Among these records, which lines include "dried"? Copy them out.

Records from a dataset:
'''
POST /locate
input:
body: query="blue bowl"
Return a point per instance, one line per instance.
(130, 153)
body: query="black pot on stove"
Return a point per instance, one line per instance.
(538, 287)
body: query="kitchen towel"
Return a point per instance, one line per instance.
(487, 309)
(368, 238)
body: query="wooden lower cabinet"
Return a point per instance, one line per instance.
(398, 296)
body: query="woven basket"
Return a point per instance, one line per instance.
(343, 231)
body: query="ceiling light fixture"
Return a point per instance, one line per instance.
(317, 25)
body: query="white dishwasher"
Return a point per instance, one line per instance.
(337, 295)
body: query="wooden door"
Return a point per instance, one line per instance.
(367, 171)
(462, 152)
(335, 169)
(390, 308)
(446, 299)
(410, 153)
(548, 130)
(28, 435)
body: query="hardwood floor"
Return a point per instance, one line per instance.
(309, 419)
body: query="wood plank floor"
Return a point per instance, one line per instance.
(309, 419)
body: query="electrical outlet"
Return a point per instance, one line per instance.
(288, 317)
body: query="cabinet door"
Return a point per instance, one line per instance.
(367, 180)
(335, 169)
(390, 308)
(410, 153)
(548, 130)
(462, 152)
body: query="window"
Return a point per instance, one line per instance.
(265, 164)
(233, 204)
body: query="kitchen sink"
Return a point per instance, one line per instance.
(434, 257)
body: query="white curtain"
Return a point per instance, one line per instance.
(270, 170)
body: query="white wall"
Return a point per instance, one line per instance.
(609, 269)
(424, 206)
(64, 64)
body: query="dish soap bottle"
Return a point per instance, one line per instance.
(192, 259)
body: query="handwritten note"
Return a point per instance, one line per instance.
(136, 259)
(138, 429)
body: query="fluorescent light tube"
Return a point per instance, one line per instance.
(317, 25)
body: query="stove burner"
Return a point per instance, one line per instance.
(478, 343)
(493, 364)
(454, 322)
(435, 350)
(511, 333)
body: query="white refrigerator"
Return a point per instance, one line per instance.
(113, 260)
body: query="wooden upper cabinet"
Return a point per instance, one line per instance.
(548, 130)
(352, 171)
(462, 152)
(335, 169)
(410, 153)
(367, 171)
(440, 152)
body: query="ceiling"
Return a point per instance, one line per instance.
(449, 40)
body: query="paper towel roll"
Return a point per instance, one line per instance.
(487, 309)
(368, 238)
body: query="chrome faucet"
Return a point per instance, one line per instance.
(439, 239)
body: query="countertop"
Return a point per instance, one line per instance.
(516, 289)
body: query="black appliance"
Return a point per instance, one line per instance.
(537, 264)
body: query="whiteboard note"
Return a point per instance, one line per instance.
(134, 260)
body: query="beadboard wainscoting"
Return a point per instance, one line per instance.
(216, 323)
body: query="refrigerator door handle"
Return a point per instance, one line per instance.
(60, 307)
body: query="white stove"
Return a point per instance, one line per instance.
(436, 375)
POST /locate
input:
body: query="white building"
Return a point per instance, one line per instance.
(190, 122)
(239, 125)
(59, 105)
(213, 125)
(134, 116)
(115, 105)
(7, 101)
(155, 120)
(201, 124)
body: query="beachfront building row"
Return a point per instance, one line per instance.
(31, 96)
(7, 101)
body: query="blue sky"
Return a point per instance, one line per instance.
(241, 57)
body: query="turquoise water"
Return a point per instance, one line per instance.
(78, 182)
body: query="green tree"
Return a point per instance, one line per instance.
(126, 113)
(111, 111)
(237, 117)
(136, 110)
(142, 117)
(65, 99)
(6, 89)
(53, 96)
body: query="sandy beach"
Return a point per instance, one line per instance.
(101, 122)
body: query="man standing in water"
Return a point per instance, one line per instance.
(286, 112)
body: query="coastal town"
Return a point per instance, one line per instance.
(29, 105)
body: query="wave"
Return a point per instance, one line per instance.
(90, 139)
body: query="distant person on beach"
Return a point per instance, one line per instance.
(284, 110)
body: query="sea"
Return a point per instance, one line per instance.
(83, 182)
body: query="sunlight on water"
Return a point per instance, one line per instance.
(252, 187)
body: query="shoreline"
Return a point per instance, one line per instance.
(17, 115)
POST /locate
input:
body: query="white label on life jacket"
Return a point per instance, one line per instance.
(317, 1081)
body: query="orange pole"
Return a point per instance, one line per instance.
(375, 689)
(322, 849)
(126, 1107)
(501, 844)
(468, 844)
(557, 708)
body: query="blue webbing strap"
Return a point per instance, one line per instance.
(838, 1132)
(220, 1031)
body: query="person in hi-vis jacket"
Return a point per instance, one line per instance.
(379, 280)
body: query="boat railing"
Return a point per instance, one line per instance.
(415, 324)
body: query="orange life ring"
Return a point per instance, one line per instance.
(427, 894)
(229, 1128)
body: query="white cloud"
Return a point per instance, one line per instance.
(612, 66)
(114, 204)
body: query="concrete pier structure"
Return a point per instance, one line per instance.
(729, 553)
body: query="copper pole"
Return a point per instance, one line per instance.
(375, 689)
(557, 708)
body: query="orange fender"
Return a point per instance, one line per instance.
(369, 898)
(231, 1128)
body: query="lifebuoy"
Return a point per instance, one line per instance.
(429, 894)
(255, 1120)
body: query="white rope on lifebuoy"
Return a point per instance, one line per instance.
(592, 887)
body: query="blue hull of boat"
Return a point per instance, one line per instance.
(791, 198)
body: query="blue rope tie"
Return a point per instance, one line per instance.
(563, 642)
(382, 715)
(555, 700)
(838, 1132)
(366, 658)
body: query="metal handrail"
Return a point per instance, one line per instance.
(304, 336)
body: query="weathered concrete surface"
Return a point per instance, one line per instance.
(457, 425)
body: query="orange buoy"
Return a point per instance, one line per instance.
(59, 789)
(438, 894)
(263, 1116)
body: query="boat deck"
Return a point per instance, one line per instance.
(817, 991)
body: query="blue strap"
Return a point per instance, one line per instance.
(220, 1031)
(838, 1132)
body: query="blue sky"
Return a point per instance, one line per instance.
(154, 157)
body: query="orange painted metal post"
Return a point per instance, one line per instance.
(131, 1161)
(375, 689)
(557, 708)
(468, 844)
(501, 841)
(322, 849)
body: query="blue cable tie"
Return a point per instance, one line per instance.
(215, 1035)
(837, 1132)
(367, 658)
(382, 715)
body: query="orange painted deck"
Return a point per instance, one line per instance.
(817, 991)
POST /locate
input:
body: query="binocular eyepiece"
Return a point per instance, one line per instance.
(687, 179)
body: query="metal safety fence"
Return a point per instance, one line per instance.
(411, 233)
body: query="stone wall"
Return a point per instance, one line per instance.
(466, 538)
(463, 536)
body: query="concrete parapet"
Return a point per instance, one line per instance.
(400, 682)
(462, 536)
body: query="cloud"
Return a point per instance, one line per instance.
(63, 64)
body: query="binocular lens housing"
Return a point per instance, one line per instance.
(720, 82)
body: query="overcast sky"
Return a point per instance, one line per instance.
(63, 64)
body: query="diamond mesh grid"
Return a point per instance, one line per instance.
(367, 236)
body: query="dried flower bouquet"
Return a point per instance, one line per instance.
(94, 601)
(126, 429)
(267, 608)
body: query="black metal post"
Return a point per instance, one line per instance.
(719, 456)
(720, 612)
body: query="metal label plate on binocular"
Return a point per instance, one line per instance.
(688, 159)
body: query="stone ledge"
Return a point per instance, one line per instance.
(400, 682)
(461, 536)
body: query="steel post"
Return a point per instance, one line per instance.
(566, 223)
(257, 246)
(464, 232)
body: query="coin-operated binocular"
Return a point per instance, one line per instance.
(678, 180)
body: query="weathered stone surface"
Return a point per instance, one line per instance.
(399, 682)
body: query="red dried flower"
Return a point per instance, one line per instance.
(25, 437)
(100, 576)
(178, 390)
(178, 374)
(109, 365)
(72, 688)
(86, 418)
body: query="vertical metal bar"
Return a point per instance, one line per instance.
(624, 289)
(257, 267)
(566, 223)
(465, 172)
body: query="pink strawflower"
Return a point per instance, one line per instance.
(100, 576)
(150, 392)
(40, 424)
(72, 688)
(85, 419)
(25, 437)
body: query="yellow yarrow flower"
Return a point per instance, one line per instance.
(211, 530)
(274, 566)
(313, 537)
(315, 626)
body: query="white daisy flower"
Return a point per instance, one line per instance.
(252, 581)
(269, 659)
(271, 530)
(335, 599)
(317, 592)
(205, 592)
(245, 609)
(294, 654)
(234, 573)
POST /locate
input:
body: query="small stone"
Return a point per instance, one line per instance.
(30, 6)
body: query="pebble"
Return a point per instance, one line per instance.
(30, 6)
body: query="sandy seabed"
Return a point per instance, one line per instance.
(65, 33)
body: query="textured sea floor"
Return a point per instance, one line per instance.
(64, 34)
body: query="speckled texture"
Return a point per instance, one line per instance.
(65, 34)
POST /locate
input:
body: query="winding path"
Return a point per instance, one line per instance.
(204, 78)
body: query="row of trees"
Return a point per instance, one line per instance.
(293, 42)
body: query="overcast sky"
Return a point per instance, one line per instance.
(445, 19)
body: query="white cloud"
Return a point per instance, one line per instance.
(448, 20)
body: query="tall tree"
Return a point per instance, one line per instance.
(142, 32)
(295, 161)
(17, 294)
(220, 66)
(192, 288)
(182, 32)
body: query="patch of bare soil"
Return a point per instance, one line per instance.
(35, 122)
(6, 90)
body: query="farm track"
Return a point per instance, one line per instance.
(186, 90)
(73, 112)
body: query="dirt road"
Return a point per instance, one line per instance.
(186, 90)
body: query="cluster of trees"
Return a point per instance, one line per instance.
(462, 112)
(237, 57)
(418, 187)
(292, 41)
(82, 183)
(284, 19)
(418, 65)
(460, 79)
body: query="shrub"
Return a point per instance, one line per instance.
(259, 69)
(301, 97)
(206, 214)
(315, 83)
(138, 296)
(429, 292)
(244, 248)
'''
§ **YOUR SOLUTION**
body: query="dried flower bouquet"
body: query="red dried flower"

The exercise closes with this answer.